--- Problem description ---
Gather every line in the records below that contains the word "flag", and copy each of those lines in full.

[START Provided material]

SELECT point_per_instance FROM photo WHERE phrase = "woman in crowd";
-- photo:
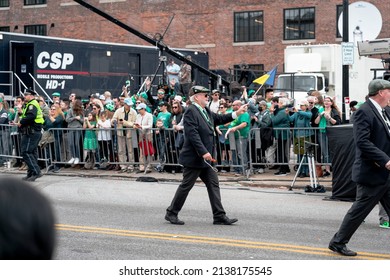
(281, 120)
(54, 121)
(262, 134)
(302, 132)
(177, 137)
(328, 115)
(224, 155)
(75, 120)
(90, 143)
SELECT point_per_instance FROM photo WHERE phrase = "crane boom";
(154, 42)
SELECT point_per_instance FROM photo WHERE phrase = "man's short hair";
(26, 222)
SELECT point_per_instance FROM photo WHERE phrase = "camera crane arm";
(152, 41)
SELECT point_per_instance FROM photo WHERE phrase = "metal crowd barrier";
(159, 149)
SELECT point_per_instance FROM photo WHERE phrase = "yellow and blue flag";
(267, 79)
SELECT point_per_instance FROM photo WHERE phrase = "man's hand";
(207, 157)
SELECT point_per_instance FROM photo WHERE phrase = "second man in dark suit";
(196, 155)
(370, 170)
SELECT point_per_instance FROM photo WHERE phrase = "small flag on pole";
(267, 79)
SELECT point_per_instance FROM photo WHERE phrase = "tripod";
(309, 155)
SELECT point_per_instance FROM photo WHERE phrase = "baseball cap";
(141, 106)
(110, 107)
(128, 101)
(178, 98)
(376, 85)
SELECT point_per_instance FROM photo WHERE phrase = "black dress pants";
(366, 199)
(210, 178)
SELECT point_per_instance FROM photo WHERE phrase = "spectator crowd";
(143, 132)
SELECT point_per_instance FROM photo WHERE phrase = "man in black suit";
(370, 170)
(196, 155)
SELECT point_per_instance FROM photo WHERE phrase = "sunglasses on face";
(199, 89)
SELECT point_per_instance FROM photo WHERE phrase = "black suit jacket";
(372, 139)
(199, 136)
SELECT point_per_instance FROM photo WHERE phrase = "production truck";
(319, 67)
(51, 64)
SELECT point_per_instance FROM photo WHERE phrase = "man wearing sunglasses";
(196, 155)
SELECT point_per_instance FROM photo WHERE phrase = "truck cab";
(297, 85)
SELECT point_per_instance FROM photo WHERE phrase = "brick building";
(232, 32)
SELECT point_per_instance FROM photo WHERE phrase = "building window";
(34, 2)
(5, 28)
(39, 29)
(4, 3)
(299, 24)
(248, 27)
(339, 10)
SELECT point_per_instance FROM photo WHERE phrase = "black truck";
(49, 64)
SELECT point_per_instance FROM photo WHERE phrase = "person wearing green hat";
(56, 97)
(5, 141)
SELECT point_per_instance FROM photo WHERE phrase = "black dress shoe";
(173, 219)
(224, 220)
(25, 178)
(341, 249)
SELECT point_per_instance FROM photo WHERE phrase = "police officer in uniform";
(30, 126)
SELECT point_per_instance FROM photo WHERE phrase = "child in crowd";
(90, 140)
(104, 138)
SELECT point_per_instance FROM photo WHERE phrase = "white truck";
(319, 67)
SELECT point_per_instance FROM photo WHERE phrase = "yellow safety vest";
(39, 117)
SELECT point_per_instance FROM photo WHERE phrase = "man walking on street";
(30, 127)
(196, 155)
(370, 170)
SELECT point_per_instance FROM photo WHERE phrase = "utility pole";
(345, 67)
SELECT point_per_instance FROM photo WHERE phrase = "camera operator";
(30, 126)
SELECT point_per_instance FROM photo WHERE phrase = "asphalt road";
(114, 219)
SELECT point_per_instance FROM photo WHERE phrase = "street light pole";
(345, 67)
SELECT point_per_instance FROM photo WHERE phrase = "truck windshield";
(300, 83)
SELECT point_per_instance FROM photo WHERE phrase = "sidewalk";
(267, 179)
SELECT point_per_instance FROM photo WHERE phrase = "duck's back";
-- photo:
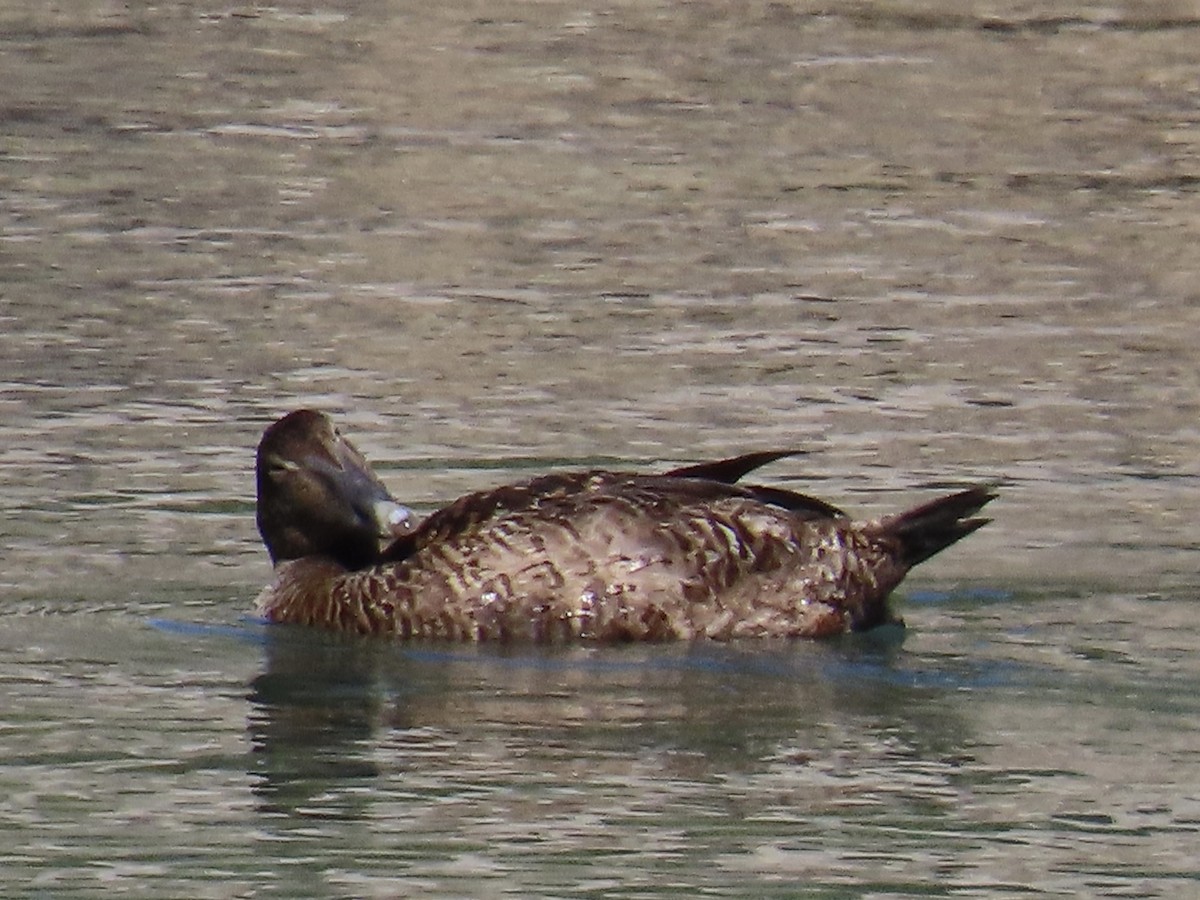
(612, 557)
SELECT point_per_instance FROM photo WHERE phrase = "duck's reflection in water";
(339, 721)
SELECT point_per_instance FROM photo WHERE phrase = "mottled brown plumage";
(600, 556)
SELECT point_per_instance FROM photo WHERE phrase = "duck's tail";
(934, 526)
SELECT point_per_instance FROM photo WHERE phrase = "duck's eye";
(276, 467)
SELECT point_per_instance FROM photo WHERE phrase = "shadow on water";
(330, 713)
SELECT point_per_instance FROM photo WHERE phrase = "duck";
(589, 556)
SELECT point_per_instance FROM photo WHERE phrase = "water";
(927, 243)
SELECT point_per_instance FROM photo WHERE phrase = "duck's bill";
(393, 519)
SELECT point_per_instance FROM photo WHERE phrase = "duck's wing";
(472, 510)
(706, 483)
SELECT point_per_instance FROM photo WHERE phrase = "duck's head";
(317, 496)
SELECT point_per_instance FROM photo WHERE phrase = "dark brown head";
(317, 496)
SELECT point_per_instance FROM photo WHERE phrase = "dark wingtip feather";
(733, 469)
(934, 526)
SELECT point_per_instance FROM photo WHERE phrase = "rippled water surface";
(929, 243)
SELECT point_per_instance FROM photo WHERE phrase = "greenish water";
(928, 244)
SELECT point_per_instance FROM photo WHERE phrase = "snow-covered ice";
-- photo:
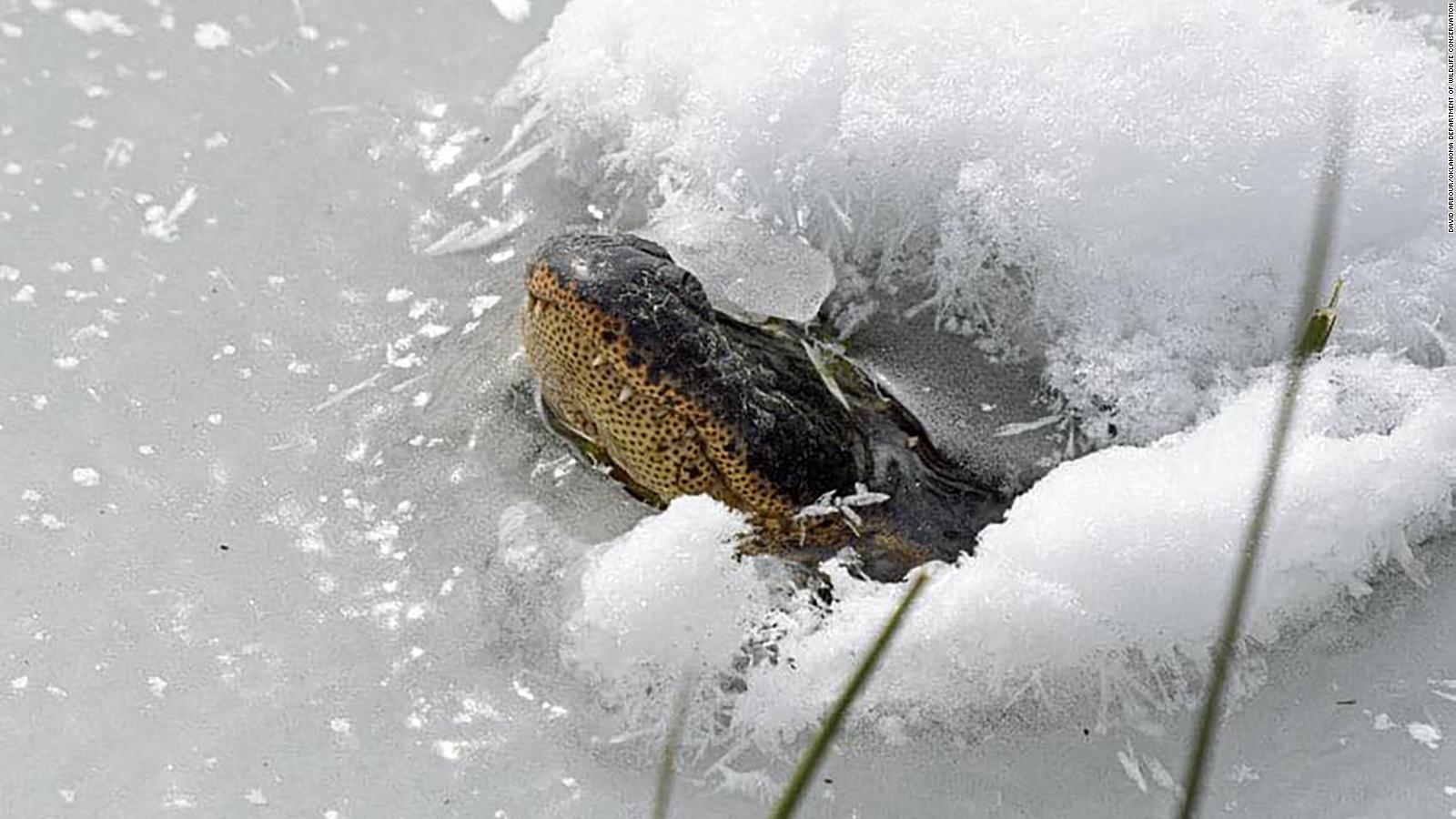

[END Provided material]

--- Result of this task ---
SELECT point_per_instance FROM photo WHERE phrase = "yellow and blue flag";
SELECT point_per_instance FROM photo WHERE phrase = "small flag on pole";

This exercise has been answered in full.